REQUIREMENT A - In the listing, reproduce every line exactly, starting with the line containing "segment white flower" and continuing through the last line of the listing, with both ends included.

DOCUMENT EXCERPT -
Multicluster Deployments
Istio is a service mesh, the fundamental property of which is its ability to monitor and manage a network of cooperating microservices under a single administrative domain. A service mesh essentially combines a set of individual microservices into a single controllable composite application.
For applications up to a certain size, all of the microservices comprising the application can be running on a single orchestration platform (e.g., Kubernetes cluster). However, for many reasons such as scale, redundancy, etc., most applications will eventually need to be distributed and have some of their services running elsewhere.
Istio supports many possible topologies for distributing the services of an application beyond a single cluster, for example:
- Services within the mesh can use service entries to access standalone external services or to access services exposed by another loosely-coupled service mesh, a.k.a. mesh federation.
- You can expand the service mesh to include services running on VMs or bare metal hosts.
- You can combine the services from more than one cluster into a single composite service mesh, i.e., a multicluster mesh.
Multicluster service mesh
A multicluster service mesh is a mesh composed of services running within more than one underlying
cluster but with all services running under a single administrative control.
In a multicluster mesh, a service named foo in namespace ns1 of cluster 1 is the same service
as foo in ns1 of cluster 2.
This is different from a loosely-coupled federated service mesh where two clusters may have different
definitions of the same service which will need to be reconciled when integrating the clusters.
A multicluster mesh has the advantage that all the services look the same to clients, regardless of where the workloads are actually running. It’s transparent to the application whether it’s deployed in a single or multicluster mesh. To achieve this behavior, a single logical control plane needs to manage all services, however, the single logical control plane doesn’t necessarily need to be a single physical Istio control plane. There are two possible deployment approaches:
Multiple synchronized Istio control planes that have replicated service and routing configurations.
A single Istio control plane that can access and configure all the services in the mesh.
Even within these two topologies, there is more than one way to configure a multicluster mesh. Which approach to use and how to configure it depends on the requirements of the application and on the features and limitations of the underlying cloud deployment platform.
Multiple control plane topology
In a multiple control plane configuration, each cluster has an identical Istio control plane installation and each control plane manages its own endpoints. Using Istio gateways, a common root Certificate Authority (CA), and service entries, you can configure a single logical service mesh that is composed from the participating clusters. This approach has no special networking requirements and is therefore generally considered the easiest approach to start with when there is no universal connectivity across clusters.
To achieve a single Istio service mesh across the clusters, you configure a common root CA and replicate the shared services and namespaces in all clusters. Cross-cluster communication occurs over the Istio gateways of the respective clusters. All clusters are within a shared administrative control for policy enforcement and security.

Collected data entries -
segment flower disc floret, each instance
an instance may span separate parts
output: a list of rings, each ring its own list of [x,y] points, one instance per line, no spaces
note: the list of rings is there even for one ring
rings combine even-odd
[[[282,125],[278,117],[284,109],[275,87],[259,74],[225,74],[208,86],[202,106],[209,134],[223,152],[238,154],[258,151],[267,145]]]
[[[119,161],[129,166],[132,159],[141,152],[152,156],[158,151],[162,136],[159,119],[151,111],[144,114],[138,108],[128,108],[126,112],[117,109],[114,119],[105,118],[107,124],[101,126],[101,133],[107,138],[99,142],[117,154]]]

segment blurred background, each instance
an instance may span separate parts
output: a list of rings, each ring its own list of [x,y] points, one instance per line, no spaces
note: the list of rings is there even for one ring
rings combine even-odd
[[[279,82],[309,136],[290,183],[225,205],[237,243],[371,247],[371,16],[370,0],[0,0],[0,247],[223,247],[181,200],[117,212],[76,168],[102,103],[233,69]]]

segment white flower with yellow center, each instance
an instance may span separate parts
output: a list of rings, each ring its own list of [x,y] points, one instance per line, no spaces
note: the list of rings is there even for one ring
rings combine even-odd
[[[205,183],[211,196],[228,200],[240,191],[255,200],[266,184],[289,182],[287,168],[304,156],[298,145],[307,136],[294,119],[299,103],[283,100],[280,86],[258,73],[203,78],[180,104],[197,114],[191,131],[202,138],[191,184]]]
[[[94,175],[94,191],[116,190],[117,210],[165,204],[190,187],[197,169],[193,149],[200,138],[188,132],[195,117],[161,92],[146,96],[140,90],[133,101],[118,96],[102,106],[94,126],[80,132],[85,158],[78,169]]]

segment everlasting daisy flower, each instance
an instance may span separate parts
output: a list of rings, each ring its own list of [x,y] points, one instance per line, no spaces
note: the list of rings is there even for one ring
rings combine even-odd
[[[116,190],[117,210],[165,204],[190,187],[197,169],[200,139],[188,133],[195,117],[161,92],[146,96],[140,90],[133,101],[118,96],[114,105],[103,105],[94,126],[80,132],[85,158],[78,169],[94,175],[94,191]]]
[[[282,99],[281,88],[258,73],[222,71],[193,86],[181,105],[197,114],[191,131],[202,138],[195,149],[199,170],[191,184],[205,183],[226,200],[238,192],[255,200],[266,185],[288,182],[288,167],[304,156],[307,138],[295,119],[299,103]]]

REQUIREMENT B - Pick up the text on Istio multicluster deployments after its final sentence and keep writing.

EXPECTED ANSWER A -
segment white flower with yellow center, each instance
an instance may span separate parts
output: a list of rings, each ring its own list of [x,y] points, one instance per line, no spaces
note: the list of rings is there even for one ring
rings combine even-odd
[[[205,183],[211,196],[228,200],[240,191],[255,200],[266,184],[289,182],[287,168],[304,156],[298,145],[307,136],[294,119],[299,103],[283,100],[280,86],[258,73],[203,78],[180,104],[197,114],[191,131],[202,138],[191,184]]]
[[[94,175],[94,191],[116,190],[117,210],[165,204],[190,187],[197,169],[193,149],[200,138],[188,132],[195,117],[161,92],[146,96],[140,90],[133,101],[118,96],[102,106],[94,126],[80,132],[85,158],[78,169]]]

segment everlasting daisy flower, each instance
an instance may span separate parts
output: a list of rings, each ring its own list of [x,y] points, one instance per line, no spaces
note: the list of rings is there even for one ring
rings combine even-odd
[[[116,190],[117,210],[165,204],[190,187],[197,169],[200,139],[188,133],[195,117],[161,92],[146,96],[140,90],[133,101],[118,96],[114,105],[103,105],[94,126],[80,132],[85,158],[78,169],[94,175],[94,191]]]
[[[282,99],[281,88],[258,73],[222,71],[193,86],[181,105],[197,114],[191,131],[202,138],[195,149],[199,170],[191,184],[205,183],[226,200],[238,192],[255,200],[266,185],[288,182],[288,167],[304,156],[307,138],[295,119],[299,103]]]

EXPECTED ANSWER B -
In this configuration workloads in each cluster can access other local services using their
Kubernetes DNS suffix, e.g., foo.ns1.svc.cluster.local, as usual.
To provide DNS resolution for services in remote clusters, Istio includes a CoreDNS server
that can be configured to handle service names of the form <name>.<namespace>.global.
For example, calls from any cluster to foo.ns1.global will resolve to the foo service in
namespace ns1 of any cluster where it is running.
To set up this kind of multicluster configuration, visit our
multiple control planes with gateways instructions.
Single control plane topology
This multicluster configuration uses a single Istio control plane running on one of the clusters. The control plane’s Pilot manages services on the local and remote clusters and configures the Envoy sidecars for all of the clusters.
Single control plane with VPN connectivity
The following approach works best in environments where all of the participating clusters have VPN connectivity so every pod in the mesh is reachable from anywhere else using the same IP address.
In this configuration, the Istio control plane is deployed on one of the clusters while all other clusters run a simpler remote Istio configuration which connects them to the single Istio control plane that manages all of the Envoy’s as a single mesh. The IP addresses on the various clusters must not overlap and note that DNS resolution for services on remote clusters is not automatic. Users need to replicate the services on every participating cluster. You can find detailed steps to set up this kind of multicluster topology in our single control plane with VPN instructions.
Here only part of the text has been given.